◆ REQUIRED ACTION
Nothing but the entries, copied exactly, should appear in the response.

◆ EXERCISE MATERIAL
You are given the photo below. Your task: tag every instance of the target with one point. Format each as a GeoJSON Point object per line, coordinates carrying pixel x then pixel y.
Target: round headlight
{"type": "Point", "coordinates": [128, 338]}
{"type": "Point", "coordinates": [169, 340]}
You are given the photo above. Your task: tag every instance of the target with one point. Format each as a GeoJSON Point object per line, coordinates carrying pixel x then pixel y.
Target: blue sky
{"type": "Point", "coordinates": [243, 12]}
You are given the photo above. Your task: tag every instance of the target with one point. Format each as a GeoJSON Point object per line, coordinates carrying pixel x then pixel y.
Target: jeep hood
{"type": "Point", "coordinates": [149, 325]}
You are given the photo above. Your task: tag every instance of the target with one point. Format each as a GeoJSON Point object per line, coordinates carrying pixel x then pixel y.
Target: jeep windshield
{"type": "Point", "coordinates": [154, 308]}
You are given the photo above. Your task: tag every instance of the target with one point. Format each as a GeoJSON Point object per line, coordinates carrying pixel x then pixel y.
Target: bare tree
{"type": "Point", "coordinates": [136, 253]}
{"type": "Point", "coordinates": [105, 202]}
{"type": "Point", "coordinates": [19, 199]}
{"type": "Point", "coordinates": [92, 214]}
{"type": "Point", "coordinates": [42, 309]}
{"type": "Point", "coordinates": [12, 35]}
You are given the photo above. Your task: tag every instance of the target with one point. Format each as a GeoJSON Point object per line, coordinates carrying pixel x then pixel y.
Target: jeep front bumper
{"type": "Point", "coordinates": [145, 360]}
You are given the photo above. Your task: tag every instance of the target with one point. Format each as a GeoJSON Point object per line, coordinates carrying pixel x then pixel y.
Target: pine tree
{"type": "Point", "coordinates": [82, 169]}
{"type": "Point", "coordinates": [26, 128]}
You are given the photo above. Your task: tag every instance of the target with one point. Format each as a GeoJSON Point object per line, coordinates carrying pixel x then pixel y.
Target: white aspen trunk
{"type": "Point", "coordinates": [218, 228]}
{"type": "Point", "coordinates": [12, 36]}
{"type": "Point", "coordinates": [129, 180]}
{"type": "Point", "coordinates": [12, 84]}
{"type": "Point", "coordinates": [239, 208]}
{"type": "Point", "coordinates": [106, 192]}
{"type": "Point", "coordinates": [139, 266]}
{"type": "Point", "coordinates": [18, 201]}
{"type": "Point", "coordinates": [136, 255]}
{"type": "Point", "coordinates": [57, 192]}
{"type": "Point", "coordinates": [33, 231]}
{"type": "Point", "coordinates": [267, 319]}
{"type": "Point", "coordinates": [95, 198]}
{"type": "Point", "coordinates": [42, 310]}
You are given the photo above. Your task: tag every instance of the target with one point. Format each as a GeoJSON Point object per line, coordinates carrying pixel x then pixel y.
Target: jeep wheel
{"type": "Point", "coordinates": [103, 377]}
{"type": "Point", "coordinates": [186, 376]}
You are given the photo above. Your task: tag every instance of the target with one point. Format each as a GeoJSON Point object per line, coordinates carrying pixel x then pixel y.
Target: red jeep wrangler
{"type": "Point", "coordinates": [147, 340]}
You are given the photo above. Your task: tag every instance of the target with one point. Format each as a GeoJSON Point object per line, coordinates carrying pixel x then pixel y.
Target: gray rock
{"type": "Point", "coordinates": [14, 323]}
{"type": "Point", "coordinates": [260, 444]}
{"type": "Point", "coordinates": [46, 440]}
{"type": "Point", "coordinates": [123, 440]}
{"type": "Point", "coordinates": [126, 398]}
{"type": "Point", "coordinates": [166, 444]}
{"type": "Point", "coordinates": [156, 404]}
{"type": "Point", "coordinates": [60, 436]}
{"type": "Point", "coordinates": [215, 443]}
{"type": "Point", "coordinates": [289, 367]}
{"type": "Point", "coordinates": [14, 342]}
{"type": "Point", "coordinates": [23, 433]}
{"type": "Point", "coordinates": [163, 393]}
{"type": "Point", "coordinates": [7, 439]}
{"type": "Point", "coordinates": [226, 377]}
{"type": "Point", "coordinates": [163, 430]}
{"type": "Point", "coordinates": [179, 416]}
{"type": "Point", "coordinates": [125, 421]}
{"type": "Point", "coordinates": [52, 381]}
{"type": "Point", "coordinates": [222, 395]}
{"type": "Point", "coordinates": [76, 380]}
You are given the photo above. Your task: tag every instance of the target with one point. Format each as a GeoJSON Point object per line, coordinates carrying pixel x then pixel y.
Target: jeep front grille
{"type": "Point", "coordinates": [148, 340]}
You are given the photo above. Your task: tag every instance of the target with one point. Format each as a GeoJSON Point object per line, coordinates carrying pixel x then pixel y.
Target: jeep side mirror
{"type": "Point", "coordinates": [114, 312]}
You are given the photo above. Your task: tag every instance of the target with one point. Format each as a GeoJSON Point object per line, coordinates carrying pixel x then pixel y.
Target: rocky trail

◆ COMPLETED EXERCISE
You are given the photo below. Your task: tag every instance of the target with one point. Format each as a GeoJSON Point object per line, coordinates carrying pixel x then pixel y.
Target: round headlight
{"type": "Point", "coordinates": [128, 338]}
{"type": "Point", "coordinates": [169, 340]}
You are given the photo above. Your task: tag every instance of the target with one point. Format each as a GeoJSON Point object per line, coordinates carrying pixel x then pixel y.
Target: blue sky
{"type": "Point", "coordinates": [243, 12]}
You are given the photo above. Your task: tag every instance of the target with one point. Format each as a GeoJSON Point object per line, coordinates carrying pixel x then pixel y.
Target: jeep hood
{"type": "Point", "coordinates": [149, 325]}
You are given the photo above. Your task: tag every instance of the target with one point. Format each as a GeoJSON Point object per line, coordinates carrying pixel x then pixel y.
Target: jeep windshield
{"type": "Point", "coordinates": [154, 308]}
You are given the photo above. Your task: tag every instance of the target with one point. Format each as a GeoJSON Point object per line, coordinates carrying pixel x then pixel y.
Target: bare tree
{"type": "Point", "coordinates": [136, 253]}
{"type": "Point", "coordinates": [105, 202]}
{"type": "Point", "coordinates": [19, 199]}
{"type": "Point", "coordinates": [92, 214]}
{"type": "Point", "coordinates": [42, 309]}
{"type": "Point", "coordinates": [12, 35]}
You are given the photo above. Your task: tag every instance of the target with one point. Format each as a GeoJSON Point object per line, coordinates carrying pixel x then pixel y.
Target: jeep front bumper
{"type": "Point", "coordinates": [145, 360]}
You are given the photo above. Your task: tag every instance of the target with one point. Format each as a GeoJSON Point object per line, coordinates carrying pixel x then pixel y.
Target: pine tree
{"type": "Point", "coordinates": [82, 169]}
{"type": "Point", "coordinates": [26, 128]}
You are given the photo above. Your task: tag every instance of the target with one point. Format each as a GeoJSON Point object per line, coordinates carrying pixel x then pixel y.
Target: white aspen trunk
{"type": "Point", "coordinates": [218, 228]}
{"type": "Point", "coordinates": [12, 36]}
{"type": "Point", "coordinates": [129, 180]}
{"type": "Point", "coordinates": [12, 84]}
{"type": "Point", "coordinates": [239, 208]}
{"type": "Point", "coordinates": [106, 192]}
{"type": "Point", "coordinates": [139, 266]}
{"type": "Point", "coordinates": [18, 201]}
{"type": "Point", "coordinates": [136, 255]}
{"type": "Point", "coordinates": [57, 192]}
{"type": "Point", "coordinates": [33, 231]}
{"type": "Point", "coordinates": [267, 319]}
{"type": "Point", "coordinates": [95, 198]}
{"type": "Point", "coordinates": [42, 310]}
You are given the photo above. Your task: tag every instance of the target with one point. Format each as a GeoJSON Point object per line, coordinates carrying pixel x then pixel y.
Target: jeep wheel
{"type": "Point", "coordinates": [103, 377]}
{"type": "Point", "coordinates": [186, 376]}
You are given the photo above. Your task: tag every instance of the target with one point. Format each as a GeoJSON Point object per line, coordinates carrying pixel x then pixel y.
Target: red jeep wrangler
{"type": "Point", "coordinates": [147, 340]}
You are given the photo above. Your task: tag every instance of the target with one point. Format each as a GeoJSON Point object per line, coordinates carrying pixel x then pixel y.
Target: gray rock
{"type": "Point", "coordinates": [14, 323]}
{"type": "Point", "coordinates": [260, 444]}
{"type": "Point", "coordinates": [46, 440]}
{"type": "Point", "coordinates": [123, 440]}
{"type": "Point", "coordinates": [126, 398]}
{"type": "Point", "coordinates": [166, 444]}
{"type": "Point", "coordinates": [156, 404]}
{"type": "Point", "coordinates": [60, 436]}
{"type": "Point", "coordinates": [215, 443]}
{"type": "Point", "coordinates": [289, 367]}
{"type": "Point", "coordinates": [14, 342]}
{"type": "Point", "coordinates": [23, 433]}
{"type": "Point", "coordinates": [163, 393]}
{"type": "Point", "coordinates": [7, 439]}
{"type": "Point", "coordinates": [226, 377]}
{"type": "Point", "coordinates": [163, 430]}
{"type": "Point", "coordinates": [179, 416]}
{"type": "Point", "coordinates": [125, 421]}
{"type": "Point", "coordinates": [52, 381]}
{"type": "Point", "coordinates": [222, 395]}
{"type": "Point", "coordinates": [76, 380]}
You are given the photo above. Your task: tag every instance of the target with one point. Format each as a GeoJSON Point object per line, coordinates carrying pixel x then pixel y.
Target: jeep front grille
{"type": "Point", "coordinates": [148, 340]}
You are given the photo above. Your task: tag every instance of the target with one point. Format each as a GeoJSON Point object per line, coordinates carrying pixel x then pixel y.
Target: jeep side mirror
{"type": "Point", "coordinates": [114, 312]}
You are given the photo above. Your task: tag every instance of the target with one point. Format each as a GeoJSON Point object per line, coordinates carrying pixel x then pixel y.
Target: rocky trail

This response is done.